ФРАГМЕНТ ТЕКСТА>

▬▬▬

Купалэн, слушая разговор женщины с учителем, сидел рядом и внимательно слушал, всматриваясь в глаза женщины. Она, взяв записку, направилась к выходу. Купалэн, резко вскочив с табуретки, подбежал к женщине, хлопнул ее по плечам и крикнул:
— Интеграл!
Женщина, вздрогнув от испуга, повернулась, ударила Купалэна рукой и четко повторила за ним это слово. И потом она четко и быстро стала без запинки повторять слова, которые произносил Купалэн. Когда все очнулись от совершенного чуда, то громко рассмеялись. Женщина стояла у порога, смеялась и плакала. Она протянула бумажку шаману и, четко выговаривая слова, сказала:
— Спасибо, бойэ!
Шаман, достав кисет и трубку, раскурил ее и, попрощавшись со всеми, ушел. Не видел я больше Купалэна. Прошло с тех пор почти полвека, но стереть из памяти это чудо не в силах было и время. Загадки и тайны сибирских мудрецов, поражавшие так европейцев, остались для истории нераскрытыми. Умер Купалэн, умерли его дети. Шаманизм был запрещен властями. Оставшиеся в живых шаманы были посажены в тюрьмы и уничтожены, как классовые враги. Тайны шаманов, хранивших секреты методики овладения гипнозом, духовных возможностей человека, как и религиозная философия шаманизма, утеряны навсегда. Могильные срубы в надгробьях шаманов прервали связь времен и поколений на все времена, а обеты святости произнесенных ими клятв навеки останутся священными тайнами.

▬▬▬

ЗАПИСАННЫЕ СВЕДЕНИЯ>
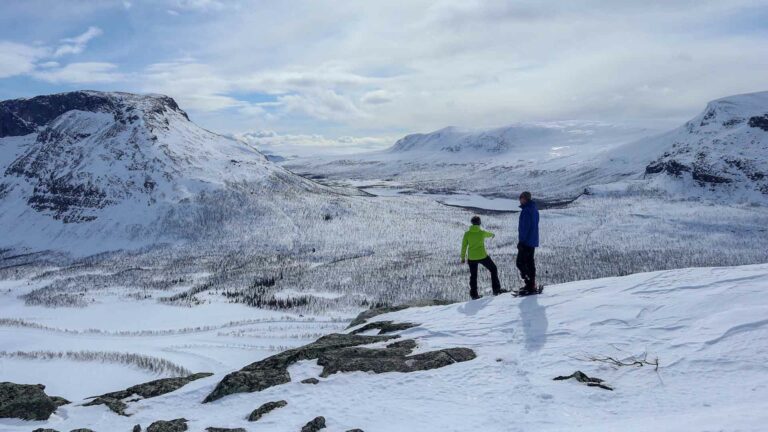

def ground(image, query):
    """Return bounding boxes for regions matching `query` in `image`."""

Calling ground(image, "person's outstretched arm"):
[461,233,469,262]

▬▬▬

ЗАДАНИЕ A>
Перепишите без изменений часть рассказа о шамане Купалэне, которая начинается словами «Шаман, достав кисет» и заканчивается словами «останутся священными тайнами.».
ЗАДАНИЕ B>
Продолжите рассказ о шамане Купалэне, начав сразу после его последнего предложения.

ОТВЕТ A>
Шаман, достав кисет и трубку, раскурил ее и, попрощавшись со всеми, ушел. Не видел я больше Купалэна. Прошло с тех пор почти полвека, но стереть из памяти это чудо не в силах было и время. Загадки и тайны сибирских мудрецов, поражавшие так европейцев, остались для истории нераскрытыми. Умер Купалэн, умерли его дети. Шаманизм был запрещен властями. Оставшиеся в живых шаманы были посажены в тюрьмы и уничтожены, как классовые враги. Тайны шаманов, хранивших секреты методики овладения гипнозом, духовных возможностей человека, как и религиозная философия шаманизма, утеряны навсегда. Могильные срубы в надгробьях шаманов прервали связь времен и поколений на все времена, а обеты святости произнесенных ими клятв навеки останутся священными тайнами.

ОТВЕТ B>
Шел 1937 год. Весной в Усть-Илимпию приехали представители “Интегралсоюза” А. И. Инешин и Н. И. Фарков. Они остались довольны работой фактории и предложили отчиму переехать в Инаригду, расположенную выше по течению Тунгуски на полпути в Наканно. Он дал согласие.
Фактория Инаригда располагалась в излучине реки на небольшом склоне в 150 верстах от Усть-Илимпии. Деревушка была небольшая. Среди немногих домов росли высокие лиственницы, на вершинах которых осенью рассаживались табуны косачей, с любопытством рассматривая собак, так азартно лаявших на них. Заслышав визг открывающихся дверей или голоса людей, они перелетали на опушку леса, по-прежнему проявляя любопытство к тому, что делалось в деревне. Школы в Инаригде еще не было. Осенью меня отвезли в Наканно в школу-интернат.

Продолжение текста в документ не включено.